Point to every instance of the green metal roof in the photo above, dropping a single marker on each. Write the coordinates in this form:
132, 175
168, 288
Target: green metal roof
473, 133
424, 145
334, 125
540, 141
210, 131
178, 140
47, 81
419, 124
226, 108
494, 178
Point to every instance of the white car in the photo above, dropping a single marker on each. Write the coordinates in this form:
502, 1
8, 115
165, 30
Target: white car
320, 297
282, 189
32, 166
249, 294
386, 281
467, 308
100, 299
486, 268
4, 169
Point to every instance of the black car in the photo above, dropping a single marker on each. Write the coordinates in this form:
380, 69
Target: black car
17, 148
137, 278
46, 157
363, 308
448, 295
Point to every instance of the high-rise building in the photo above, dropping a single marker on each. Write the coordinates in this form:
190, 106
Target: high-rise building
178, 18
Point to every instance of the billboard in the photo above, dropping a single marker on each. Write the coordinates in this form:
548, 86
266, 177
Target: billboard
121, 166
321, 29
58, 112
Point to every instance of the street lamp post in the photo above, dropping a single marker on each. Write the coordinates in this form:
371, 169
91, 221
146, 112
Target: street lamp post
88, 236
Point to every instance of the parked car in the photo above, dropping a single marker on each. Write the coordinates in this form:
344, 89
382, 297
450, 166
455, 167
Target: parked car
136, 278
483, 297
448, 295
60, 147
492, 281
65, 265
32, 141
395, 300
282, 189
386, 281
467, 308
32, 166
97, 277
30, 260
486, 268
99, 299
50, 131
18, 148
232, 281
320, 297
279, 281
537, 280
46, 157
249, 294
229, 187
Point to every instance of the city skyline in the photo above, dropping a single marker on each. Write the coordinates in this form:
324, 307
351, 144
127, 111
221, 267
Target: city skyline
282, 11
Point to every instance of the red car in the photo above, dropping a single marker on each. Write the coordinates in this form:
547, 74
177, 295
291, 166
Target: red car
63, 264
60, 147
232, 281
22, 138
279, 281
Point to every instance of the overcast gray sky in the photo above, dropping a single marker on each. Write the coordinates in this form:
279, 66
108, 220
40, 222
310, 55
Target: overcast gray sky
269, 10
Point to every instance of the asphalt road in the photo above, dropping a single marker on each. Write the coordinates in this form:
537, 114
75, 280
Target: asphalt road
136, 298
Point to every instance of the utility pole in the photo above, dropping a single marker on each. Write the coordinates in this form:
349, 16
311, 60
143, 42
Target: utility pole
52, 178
• • • • •
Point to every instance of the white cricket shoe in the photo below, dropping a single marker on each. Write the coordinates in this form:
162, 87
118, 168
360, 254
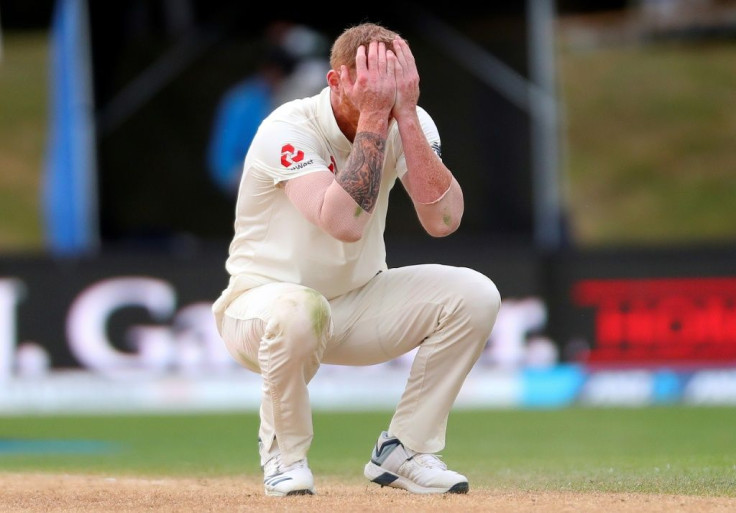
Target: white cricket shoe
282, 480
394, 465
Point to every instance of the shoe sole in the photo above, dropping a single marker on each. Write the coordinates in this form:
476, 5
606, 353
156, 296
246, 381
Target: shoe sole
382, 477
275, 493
• • • • •
Aim of the task –
Pull out each line above that contains the string "rise", copying those lines in full.

Exercise response –
Point to every instance of the high-rise building in the photo above, dropping a single marker on each. Write the coordinates in this form:
Target: high-rise building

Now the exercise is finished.